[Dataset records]
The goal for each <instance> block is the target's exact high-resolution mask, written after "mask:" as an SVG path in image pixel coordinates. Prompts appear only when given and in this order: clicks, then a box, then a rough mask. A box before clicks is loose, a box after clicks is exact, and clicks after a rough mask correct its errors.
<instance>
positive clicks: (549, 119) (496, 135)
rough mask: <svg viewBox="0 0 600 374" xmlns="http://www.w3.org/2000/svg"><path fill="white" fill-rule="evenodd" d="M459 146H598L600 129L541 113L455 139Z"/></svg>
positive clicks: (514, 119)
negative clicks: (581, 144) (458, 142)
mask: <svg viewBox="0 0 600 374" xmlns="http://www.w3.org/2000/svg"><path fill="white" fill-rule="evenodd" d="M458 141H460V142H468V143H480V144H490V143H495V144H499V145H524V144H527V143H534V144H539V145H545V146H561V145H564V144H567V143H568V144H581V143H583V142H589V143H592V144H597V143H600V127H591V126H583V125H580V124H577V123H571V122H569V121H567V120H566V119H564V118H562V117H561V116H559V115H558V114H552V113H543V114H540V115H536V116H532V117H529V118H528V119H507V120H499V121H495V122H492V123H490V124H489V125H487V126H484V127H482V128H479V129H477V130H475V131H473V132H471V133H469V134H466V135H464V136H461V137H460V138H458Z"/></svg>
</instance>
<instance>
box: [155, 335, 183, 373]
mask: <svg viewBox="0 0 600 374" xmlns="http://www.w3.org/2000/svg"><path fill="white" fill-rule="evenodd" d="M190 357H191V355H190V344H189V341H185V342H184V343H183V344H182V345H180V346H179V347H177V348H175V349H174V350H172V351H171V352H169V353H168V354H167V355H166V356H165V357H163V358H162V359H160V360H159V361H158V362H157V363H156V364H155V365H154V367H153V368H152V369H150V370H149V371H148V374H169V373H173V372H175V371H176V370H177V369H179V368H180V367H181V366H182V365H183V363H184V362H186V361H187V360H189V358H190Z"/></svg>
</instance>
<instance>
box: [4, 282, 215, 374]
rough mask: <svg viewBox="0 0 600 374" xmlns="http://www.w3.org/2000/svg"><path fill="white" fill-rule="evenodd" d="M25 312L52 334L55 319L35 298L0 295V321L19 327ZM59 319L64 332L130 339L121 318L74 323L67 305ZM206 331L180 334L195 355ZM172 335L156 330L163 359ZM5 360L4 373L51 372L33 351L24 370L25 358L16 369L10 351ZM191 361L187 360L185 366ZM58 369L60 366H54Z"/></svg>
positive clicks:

_Directions for this task_.
In the lines above, every record is to be repeated exactly.

_Solution_.
The goal for each <instance> block is the target's exact high-resolution mask, written after "mask:" as an SVG path in image pixel coordinates. Prompts appear only when given and in this order: clicks, then a box, then a rough mask. A box before clicks is loose, a box after clicks is exact, and clicks after a rough mask correct its errors.
<instance>
positive clicks: (549, 119) (496, 135)
rough mask: <svg viewBox="0 0 600 374" xmlns="http://www.w3.org/2000/svg"><path fill="white" fill-rule="evenodd" d="M459 146H598L600 129L541 113L455 139Z"/></svg>
positive clicks: (514, 119)
negative clicks: (581, 144) (458, 142)
mask: <svg viewBox="0 0 600 374" xmlns="http://www.w3.org/2000/svg"><path fill="white" fill-rule="evenodd" d="M458 141H460V142H468V143H480V144H490V143H495V144H499V145H524V144H527V143H534V144H539V145H545V146H561V145H564V144H567V143H568V144H581V143H583V142H589V143H592V144H597V143H600V127H591V126H583V125H580V124H577V123H571V122H569V121H567V120H566V119H564V118H562V117H561V116H559V115H558V114H552V113H543V114H540V115H536V116H532V117H529V118H528V119H507V120H499V121H495V122H492V123H490V124H489V125H487V126H484V127H482V128H479V129H477V130H475V131H473V132H471V133H469V134H466V135H464V136H461V137H460V138H458Z"/></svg>
</instance>
<instance>
box: [155, 335, 183, 373]
mask: <svg viewBox="0 0 600 374" xmlns="http://www.w3.org/2000/svg"><path fill="white" fill-rule="evenodd" d="M190 357H191V355H190V344H189V341H185V342H184V343H183V344H182V345H180V346H179V347H177V348H175V349H174V350H172V351H171V352H169V353H168V354H167V355H166V356H165V357H163V358H162V359H160V360H159V361H158V362H157V363H156V364H155V365H154V367H153V368H152V369H150V370H149V371H148V374H169V373H173V372H175V371H176V370H177V369H179V368H180V367H181V366H182V365H183V363H184V362H186V361H187V360H189V358H190Z"/></svg>
</instance>
<instance>
box: [4, 282, 215, 374]
rough mask: <svg viewBox="0 0 600 374" xmlns="http://www.w3.org/2000/svg"><path fill="white" fill-rule="evenodd" d="M25 312L52 334L55 319L35 298L0 295V321L19 327ZM59 319L64 332L130 339L121 318L74 323L67 305ZM206 331L180 334L195 355ZM172 335L156 330L163 359ZM5 360L4 373L51 372L33 351L24 370L25 358L16 369L10 351ZM191 361L187 360L185 366ZM58 369L60 366H54Z"/></svg>
positive clicks:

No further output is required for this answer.